**Brief**.
Please list every line in the records that contains the word "meadow", treating uppercase and lowercase as different.
--- START ---
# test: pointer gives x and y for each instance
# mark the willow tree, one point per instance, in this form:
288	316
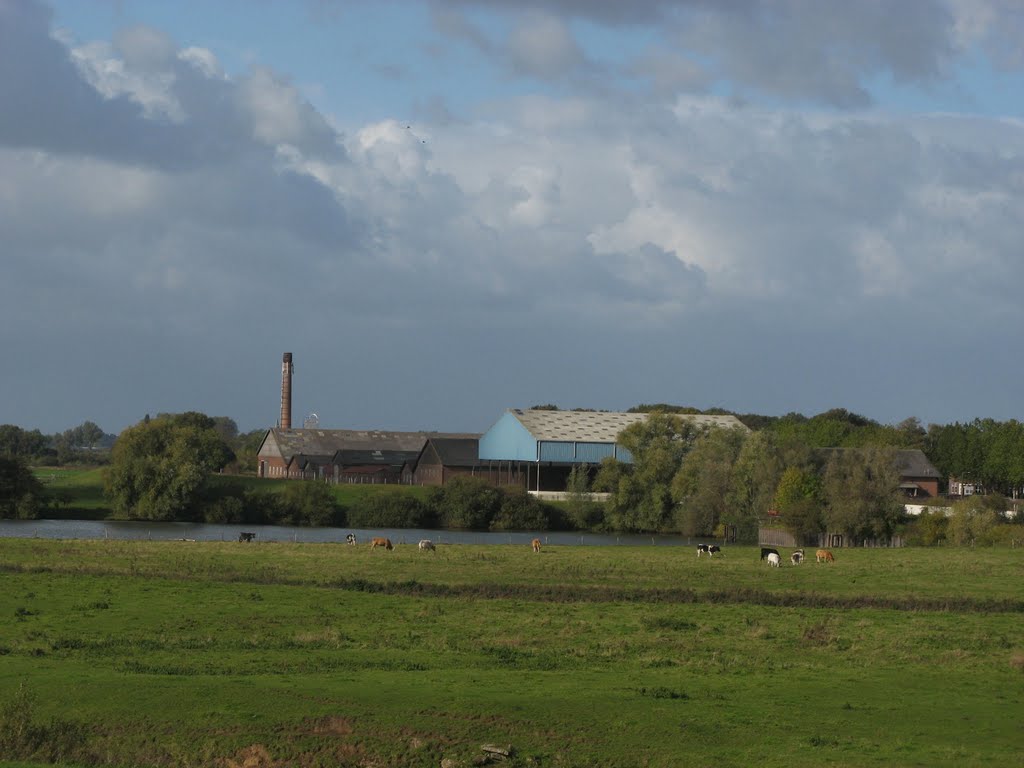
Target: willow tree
160	468
641	497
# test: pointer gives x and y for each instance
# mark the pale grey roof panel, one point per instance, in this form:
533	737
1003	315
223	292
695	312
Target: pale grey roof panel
597	426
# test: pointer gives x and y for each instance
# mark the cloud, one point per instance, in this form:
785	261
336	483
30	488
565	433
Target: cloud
609	250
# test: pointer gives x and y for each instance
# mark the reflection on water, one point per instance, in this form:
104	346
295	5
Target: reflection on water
210	532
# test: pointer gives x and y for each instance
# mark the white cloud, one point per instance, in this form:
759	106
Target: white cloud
157	201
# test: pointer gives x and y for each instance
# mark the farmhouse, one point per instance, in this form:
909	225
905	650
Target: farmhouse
340	455
444	458
538	449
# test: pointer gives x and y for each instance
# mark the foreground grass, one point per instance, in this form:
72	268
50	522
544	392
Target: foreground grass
179	653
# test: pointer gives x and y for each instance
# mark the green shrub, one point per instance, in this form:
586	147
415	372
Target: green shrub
308	503
519	511
391	511
228	509
929	528
465	503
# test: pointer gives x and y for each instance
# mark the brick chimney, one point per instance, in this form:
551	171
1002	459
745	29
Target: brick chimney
286	391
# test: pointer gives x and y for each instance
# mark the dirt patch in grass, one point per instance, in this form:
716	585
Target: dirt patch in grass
332	726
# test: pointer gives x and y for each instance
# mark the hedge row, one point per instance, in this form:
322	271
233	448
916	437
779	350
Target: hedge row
465	504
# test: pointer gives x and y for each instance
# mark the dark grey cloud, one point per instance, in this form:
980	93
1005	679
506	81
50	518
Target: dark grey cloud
826	52
590	251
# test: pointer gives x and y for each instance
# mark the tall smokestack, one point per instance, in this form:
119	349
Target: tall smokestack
286	391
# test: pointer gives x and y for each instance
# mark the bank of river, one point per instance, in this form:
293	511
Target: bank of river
212	532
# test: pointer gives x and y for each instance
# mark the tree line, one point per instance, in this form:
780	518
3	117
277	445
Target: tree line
729	482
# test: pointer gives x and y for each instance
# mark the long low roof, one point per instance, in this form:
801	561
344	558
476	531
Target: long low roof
598	426
288	442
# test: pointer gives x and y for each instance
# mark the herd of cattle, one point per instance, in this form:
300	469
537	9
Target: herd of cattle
767	553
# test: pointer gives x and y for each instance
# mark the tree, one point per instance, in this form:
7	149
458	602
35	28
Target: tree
22	496
755	477
160	468
468	503
702	484
308	503
519	511
582	511
641	499
972	522
861	492
798	500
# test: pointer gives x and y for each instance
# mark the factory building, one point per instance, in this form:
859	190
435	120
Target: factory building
539	449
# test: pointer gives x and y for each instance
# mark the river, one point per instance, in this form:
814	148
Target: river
212	532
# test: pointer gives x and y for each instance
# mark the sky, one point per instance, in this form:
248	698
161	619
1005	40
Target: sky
448	208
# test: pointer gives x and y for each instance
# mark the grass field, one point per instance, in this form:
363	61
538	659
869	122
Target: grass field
174	653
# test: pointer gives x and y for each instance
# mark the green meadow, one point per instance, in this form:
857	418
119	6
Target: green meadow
265	655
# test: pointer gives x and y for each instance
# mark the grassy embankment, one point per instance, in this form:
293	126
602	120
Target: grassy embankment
213	653
79	492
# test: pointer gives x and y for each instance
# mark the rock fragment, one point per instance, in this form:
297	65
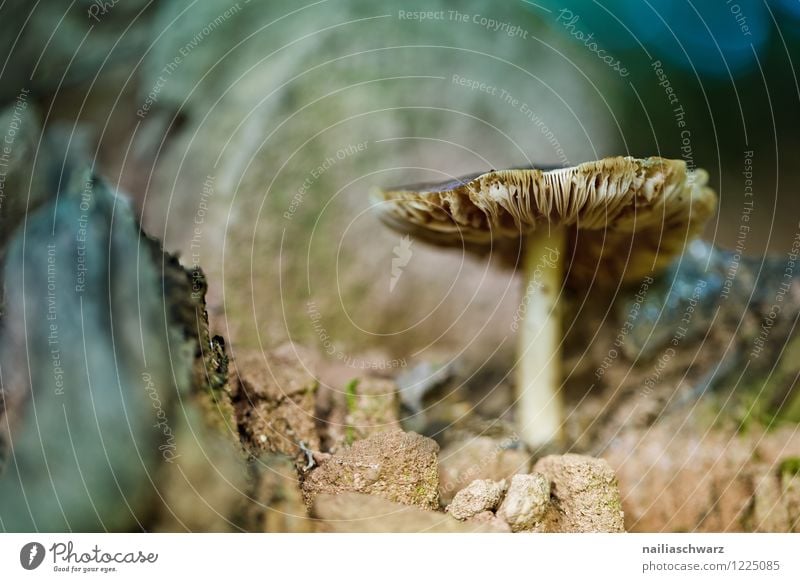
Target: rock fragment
397	466
526	503
479	496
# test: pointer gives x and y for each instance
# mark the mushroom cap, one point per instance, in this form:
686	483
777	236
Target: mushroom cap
628	217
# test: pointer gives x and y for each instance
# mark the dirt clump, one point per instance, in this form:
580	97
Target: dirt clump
526	503
397	466
479	496
480	457
357	512
273	401
585	494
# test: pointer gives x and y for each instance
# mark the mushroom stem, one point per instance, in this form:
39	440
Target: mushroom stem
539	404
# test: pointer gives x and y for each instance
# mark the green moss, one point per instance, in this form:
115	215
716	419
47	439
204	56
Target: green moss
351	395
790	466
351	401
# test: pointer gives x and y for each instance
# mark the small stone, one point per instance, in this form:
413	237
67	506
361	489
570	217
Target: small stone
526	502
273	401
396	465
491	520
479	496
585	495
483	457
356	512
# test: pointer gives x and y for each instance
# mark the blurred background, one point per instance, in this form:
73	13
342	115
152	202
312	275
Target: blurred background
248	136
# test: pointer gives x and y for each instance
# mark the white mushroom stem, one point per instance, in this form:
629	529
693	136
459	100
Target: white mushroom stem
540	410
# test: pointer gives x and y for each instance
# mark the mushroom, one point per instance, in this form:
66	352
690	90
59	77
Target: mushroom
634	217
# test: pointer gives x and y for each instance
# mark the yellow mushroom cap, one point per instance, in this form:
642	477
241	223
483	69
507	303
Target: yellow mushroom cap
630	217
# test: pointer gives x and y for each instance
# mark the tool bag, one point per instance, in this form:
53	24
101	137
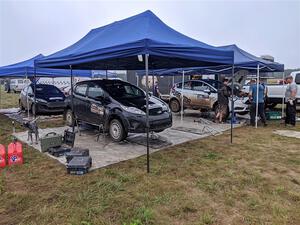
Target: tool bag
51	139
67	144
58	151
76	152
79	165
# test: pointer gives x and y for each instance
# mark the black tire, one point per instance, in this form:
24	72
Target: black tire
69	118
117	131
174	105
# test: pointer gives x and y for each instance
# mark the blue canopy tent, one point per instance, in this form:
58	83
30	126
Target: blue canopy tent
27	69
142	41
242	61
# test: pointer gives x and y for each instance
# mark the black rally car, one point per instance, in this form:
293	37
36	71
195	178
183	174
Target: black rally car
117	105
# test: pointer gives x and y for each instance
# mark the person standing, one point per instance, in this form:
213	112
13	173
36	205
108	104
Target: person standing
254	101
223	100
290	99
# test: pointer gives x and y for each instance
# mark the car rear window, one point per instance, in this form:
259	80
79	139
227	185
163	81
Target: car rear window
123	90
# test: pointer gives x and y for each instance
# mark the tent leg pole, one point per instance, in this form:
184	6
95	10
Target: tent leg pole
257	89
181	111
0	91
147	110
72	100
34	92
283	92
27	102
152	83
232	106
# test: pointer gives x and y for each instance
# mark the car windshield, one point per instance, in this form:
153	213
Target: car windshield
123	90
47	89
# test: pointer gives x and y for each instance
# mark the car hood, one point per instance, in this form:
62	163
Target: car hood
51	98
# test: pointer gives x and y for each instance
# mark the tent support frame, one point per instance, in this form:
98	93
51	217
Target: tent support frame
182	96
147	109
232	106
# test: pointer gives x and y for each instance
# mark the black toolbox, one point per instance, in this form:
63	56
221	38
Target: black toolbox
58	151
66	146
79	165
77	152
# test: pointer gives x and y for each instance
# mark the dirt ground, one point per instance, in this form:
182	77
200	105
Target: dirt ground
256	180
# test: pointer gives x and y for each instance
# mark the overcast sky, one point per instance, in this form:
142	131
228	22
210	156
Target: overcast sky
28	28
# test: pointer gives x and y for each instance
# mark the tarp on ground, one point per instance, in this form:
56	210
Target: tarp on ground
117	45
26	68
242	61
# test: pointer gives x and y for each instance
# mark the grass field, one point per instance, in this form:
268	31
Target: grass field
8	100
254	181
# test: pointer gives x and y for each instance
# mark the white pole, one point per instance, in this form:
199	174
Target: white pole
283	92
173	80
147	110
181	113
257	87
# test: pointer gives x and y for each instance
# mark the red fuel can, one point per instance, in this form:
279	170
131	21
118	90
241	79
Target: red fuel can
2	156
15	153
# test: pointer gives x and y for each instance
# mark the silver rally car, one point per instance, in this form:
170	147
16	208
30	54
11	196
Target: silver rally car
203	95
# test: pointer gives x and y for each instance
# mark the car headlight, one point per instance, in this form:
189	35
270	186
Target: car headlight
133	110
165	108
41	100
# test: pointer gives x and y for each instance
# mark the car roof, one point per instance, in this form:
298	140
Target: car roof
102	82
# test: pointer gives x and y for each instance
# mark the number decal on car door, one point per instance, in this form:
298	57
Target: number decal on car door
97	109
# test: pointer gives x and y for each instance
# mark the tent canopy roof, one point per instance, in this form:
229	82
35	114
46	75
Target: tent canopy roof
245	59
26	68
242	61
116	46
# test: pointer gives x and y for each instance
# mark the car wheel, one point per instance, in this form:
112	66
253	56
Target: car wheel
174	105
117	131
69	118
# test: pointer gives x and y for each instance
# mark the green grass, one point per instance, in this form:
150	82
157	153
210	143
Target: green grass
209	181
8	100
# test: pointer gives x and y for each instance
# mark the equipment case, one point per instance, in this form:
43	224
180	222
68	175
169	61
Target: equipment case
58	151
51	139
79	165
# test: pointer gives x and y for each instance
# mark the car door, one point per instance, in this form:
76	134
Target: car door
201	94
95	104
80	101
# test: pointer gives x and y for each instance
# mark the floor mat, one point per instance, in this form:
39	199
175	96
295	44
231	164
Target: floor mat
155	142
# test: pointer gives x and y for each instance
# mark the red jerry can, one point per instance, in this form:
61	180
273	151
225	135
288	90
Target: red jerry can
15	153
2	156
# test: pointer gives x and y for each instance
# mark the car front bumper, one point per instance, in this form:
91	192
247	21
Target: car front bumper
51	107
137	123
--- END ---
**Exercise solution**.
# mark the green meadow, one point per instance, in this form:
Target: green meadow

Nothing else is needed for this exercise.